* _WHAT YOU WILL DO_
Please pull out each line of the material below that contains the word "plate". Treat uppercase and lowercase letters as different.

* _GIVEN DATA_
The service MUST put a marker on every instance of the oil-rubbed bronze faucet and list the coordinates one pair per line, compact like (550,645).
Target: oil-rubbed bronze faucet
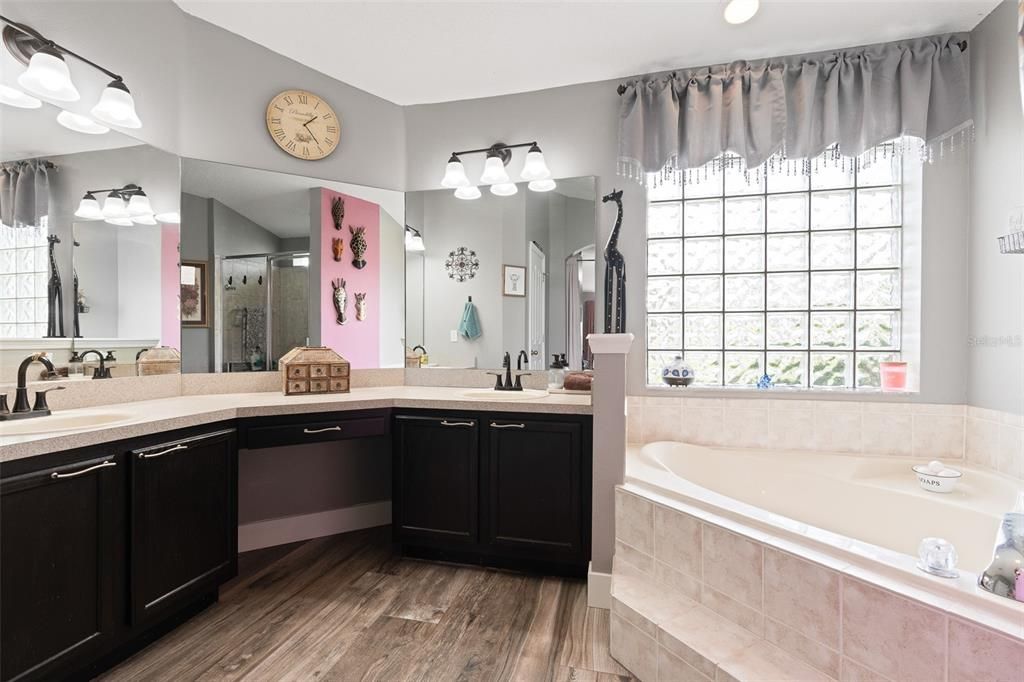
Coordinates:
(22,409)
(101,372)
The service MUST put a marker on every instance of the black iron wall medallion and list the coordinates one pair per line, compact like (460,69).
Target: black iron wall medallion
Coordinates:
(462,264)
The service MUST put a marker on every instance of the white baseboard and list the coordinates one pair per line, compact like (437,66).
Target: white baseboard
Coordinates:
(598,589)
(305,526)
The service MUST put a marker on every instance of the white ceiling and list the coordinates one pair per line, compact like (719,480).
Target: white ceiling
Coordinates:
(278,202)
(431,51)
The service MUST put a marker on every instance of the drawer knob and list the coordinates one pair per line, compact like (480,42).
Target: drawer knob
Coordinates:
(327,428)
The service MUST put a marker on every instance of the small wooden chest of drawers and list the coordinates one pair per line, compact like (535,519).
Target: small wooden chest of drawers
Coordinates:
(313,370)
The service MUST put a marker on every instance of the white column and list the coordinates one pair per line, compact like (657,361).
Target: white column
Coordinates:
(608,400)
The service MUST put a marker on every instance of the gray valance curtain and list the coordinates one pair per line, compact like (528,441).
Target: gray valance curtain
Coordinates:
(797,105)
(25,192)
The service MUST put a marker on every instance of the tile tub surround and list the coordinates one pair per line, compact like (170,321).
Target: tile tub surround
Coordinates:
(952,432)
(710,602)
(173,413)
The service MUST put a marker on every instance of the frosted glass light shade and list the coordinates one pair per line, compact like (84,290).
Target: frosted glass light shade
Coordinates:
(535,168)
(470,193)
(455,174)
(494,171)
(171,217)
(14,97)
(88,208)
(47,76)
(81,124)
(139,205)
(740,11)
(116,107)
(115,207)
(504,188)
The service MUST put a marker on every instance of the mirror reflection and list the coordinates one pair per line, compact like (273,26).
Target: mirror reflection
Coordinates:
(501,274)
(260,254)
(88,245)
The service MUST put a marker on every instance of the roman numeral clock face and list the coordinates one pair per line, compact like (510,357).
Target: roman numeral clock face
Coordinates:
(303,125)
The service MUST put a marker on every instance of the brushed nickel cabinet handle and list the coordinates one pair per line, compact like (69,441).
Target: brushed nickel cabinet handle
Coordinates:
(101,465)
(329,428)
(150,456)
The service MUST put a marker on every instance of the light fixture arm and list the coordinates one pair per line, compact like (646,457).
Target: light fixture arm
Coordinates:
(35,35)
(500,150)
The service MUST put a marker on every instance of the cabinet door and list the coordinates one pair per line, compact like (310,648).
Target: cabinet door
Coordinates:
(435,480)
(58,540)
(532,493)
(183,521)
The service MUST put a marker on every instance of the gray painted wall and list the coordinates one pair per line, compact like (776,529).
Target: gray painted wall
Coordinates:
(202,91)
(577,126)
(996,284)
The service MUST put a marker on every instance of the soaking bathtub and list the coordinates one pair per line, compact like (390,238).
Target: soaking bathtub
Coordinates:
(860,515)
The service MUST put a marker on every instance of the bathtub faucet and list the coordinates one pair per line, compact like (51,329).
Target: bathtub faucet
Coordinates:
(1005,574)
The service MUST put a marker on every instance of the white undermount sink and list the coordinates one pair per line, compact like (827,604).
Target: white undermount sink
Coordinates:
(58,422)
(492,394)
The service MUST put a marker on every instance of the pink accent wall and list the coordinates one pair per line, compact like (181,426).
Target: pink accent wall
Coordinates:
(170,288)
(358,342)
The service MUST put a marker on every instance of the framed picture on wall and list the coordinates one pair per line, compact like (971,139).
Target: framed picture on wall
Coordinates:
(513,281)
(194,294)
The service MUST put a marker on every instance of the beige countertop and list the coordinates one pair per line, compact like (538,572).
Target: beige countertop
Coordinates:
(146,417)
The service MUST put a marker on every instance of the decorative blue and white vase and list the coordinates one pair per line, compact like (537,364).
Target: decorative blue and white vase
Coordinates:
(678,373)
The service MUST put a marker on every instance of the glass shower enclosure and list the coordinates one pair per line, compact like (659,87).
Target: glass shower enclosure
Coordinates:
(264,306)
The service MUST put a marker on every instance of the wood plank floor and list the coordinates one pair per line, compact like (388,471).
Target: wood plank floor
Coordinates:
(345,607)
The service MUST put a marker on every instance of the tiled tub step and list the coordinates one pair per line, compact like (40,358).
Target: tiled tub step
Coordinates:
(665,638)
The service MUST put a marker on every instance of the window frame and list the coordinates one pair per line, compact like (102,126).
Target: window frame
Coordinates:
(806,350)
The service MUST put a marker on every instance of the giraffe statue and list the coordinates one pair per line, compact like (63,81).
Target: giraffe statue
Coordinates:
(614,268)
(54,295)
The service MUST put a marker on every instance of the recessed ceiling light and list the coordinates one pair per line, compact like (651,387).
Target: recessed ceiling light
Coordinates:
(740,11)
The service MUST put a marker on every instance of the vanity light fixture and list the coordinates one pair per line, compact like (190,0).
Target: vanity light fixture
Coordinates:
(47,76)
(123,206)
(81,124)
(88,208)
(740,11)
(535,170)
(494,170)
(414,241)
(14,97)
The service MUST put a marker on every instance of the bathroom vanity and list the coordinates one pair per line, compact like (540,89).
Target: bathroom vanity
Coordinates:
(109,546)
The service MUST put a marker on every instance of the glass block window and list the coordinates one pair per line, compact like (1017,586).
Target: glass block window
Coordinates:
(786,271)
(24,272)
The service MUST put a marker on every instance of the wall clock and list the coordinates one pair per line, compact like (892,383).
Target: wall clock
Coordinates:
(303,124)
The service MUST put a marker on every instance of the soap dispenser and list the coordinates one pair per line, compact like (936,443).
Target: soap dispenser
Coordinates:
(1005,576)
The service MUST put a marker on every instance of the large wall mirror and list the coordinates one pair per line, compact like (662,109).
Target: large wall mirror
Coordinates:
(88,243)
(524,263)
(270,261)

* * *

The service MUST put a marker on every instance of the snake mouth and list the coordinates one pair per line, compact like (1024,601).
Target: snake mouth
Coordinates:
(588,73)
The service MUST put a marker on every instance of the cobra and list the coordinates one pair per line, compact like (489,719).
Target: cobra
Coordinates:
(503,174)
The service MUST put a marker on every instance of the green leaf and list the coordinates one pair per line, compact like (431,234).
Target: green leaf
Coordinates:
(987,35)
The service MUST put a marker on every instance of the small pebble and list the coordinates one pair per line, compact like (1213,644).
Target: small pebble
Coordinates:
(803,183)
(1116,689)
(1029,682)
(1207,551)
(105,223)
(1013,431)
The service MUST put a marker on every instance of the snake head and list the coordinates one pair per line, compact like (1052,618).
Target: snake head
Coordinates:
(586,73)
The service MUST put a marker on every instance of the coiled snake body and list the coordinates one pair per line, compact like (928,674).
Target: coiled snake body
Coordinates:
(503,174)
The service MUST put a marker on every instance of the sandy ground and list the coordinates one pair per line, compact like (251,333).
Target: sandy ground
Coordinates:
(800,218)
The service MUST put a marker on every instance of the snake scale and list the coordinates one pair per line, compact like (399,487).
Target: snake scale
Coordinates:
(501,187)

* * *

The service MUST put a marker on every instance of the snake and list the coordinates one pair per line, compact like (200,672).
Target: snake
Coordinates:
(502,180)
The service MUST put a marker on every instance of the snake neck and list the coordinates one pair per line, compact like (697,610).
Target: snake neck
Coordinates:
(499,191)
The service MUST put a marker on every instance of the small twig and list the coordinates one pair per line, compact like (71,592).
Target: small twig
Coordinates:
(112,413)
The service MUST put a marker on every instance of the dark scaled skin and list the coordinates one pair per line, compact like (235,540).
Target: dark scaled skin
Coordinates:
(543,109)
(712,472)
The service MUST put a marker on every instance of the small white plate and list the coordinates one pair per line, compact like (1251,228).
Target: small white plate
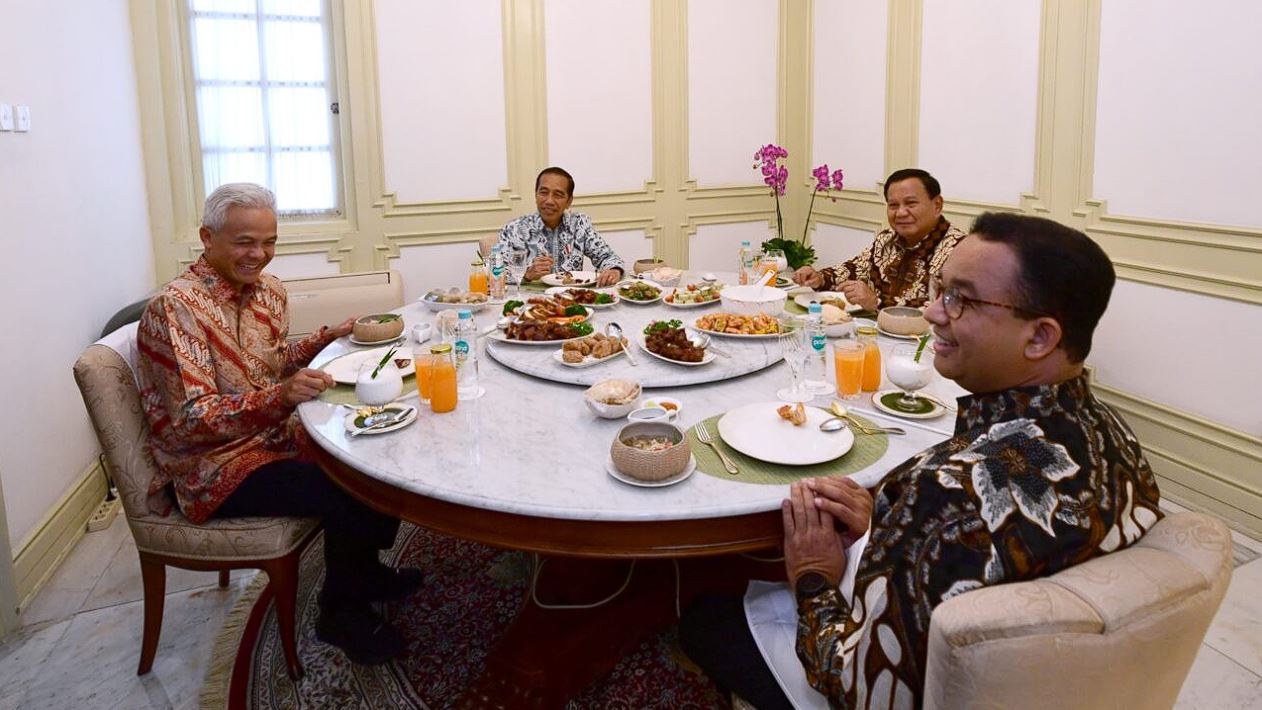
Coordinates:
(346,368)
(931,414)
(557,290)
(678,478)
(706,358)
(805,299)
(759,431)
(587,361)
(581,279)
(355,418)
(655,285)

* _CORRECT ANSWER_
The service MUST put a marker on every instance of the small white plate and list the coordinates one pair per line, compact like (1251,228).
Target: small white plate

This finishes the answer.